QUOTED PASSAGE

Enterprise data management (EDM) is the ability of an organization to precisely define, easily integrate and effectively retrieve data for both internal applications and external communication. EDM focuses on the creation of accurate, consistent, and transparent content.  EDM emphasizes data precision, granularity, and meaning and is concerned with how the content is integrated into business applications as well as how it is passed along from one business process to another.

EDM arose to address circumstances where users within organizations independently source, model, manage and store data.  Uncoordinated approaches by various segments of the organization can result in data conflicts and quality inconsistencies, lowering the trustworthiness of the data as it is used for operations and reporting. 

The goal of EDM is trust and confidence in data assets.  Its components are:

Strategy and governance
EDM requires a strategic approach to choosing the right processes, technologies, and resources (i.e. data owners, governance, stewardship, data analysts, and data architects).  EDM is a challenge for organizations because it requires alignment among multiple stakeholders (including IT, operations, finance, strategy, and end-users) and relates to an area (creation and use of common data) that has not traditionally had a clear “owner.”  

The governance challenge can be a big obstacle to the implementation of an effective EDM because of the difficulties associated with providing a business case on the benefits of data management.  The core of the challenge is due to the fact that data quality has no intrinsic value.  It is an enabler of other processes and the true benefits of effective data management are systematic and intertwined with other processes.  This makes it hard to quantify all the downstream implications or upstream improvements.  

The difficulties associated with quantification of EDM benefits translate into challenges with the positioning of EDM as an organizational priority.  Achieving organizational alignment on the importance of data management (as well as managing data as an ongoing area of focus) is the domain of governance.  In recent years the establishment of an EDM and the EDM governance practice has become commonplace despite these difficulties.

Program implementation
Implementation of an EDM program encompasses many processes – all of which need to be coordinated throughout the organization and managed while maintaining operational continuity.  Below are some of the major components of EDM implementation that should be given consideration:

Stakeholder requirements
EDM requires alignment among multiple stakeholders (at the right level of authority) who all need to understand and support the EDM objectives.  EDM begins with a thorough understanding of the requirements of the end users and the organization as a whole.  Managing stakeholder requirements is a critical, and ongoing, process based in an understanding of workflow, data dependencies and the tolerance of the organization for operational disruption.  Many organizations use formal processes such as service level agreements to specify requirements and establish EDM program objectives.

AVAILABLE DATA
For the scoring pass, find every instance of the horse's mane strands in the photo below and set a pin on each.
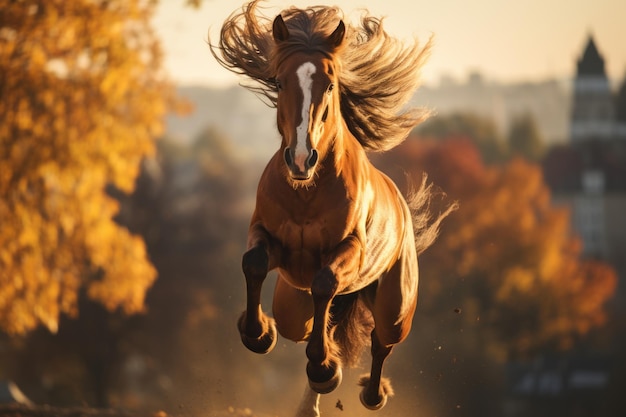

EXERCISE INSTRUCTIONS
• 1. Using the passage on enterprise data management, decide whether each statement agrees with it. Answer yes or no, and quote the deciding words. (a) EDM arose to deal with users in an organization who source, model, manage and store data independently. (b) Data quality has intrinsic value. (c) Setting up an EDM governance practice is still uncommon.
• 2. In the passage on enterprise data management, what formal process do many organizations use to specify requirements and set EDM program objectives?
• 3. Go on with the passage on enterprise data management, starting after its last sentence.

ANSWERS BY TASK
• 1.
(a) Yes: "EDM arose to address circumstances where users within organizations independently source, model, manage and store data."
(b) No: "data quality has no intrinsic value."
(c) No: "the establishment of an EDM and the EDM governance practice has become commonplace despite these difficulties."

• 2. Service level agreements.

• 3.
Policies and procedures
Effective EDM usually includes the creation, documentation and enforcement of operating policies and procedures associated with change management, (i.e. data model, business glossary, master data shared domains, data cleansing and normalization), data stewardship, security constraints and dependency rules.  In many cases, these policies and procedures are documented for the first time as part of the EDM initiative.

Data definitions and tagging

One of the core challenges associated with EDM is the ability to compare data that is obtained from multiple internal and external sources.  In many circumstances, these sources use inconsistent terms and definitions to describe the data content itself – making it hard to compare data, hard to automate business processes, hard to feed complex applications and hard to exchange data.  This frequently results in a difficult process of data mapping and cross-referencing.  Normalization of all the terms and definitions at the data attribute level is referred to as the metadata component of EDM and is an essential prerequisite for effective data management.

Platform requirements
Even though EDM is fundamentally a data content challenge, there is a core technology dimension that must be addressed.  Organizations need to have a functional storage platform, a comprehensive data model and a robust messaging infrastructure.  They must be able to integrate data into applications and deal with the challenges of the existing (i.e. legacy) technology infrastructure.  Building the platform or partnering with an established technology provider on how the data gets stored and integrated into business applications is an essential component of the EDM process.

Enterprise data management as an essential business requirement has emerged as a priority for many organizations.  The objective is confidence and trust in data as the glue that holds business strategy together.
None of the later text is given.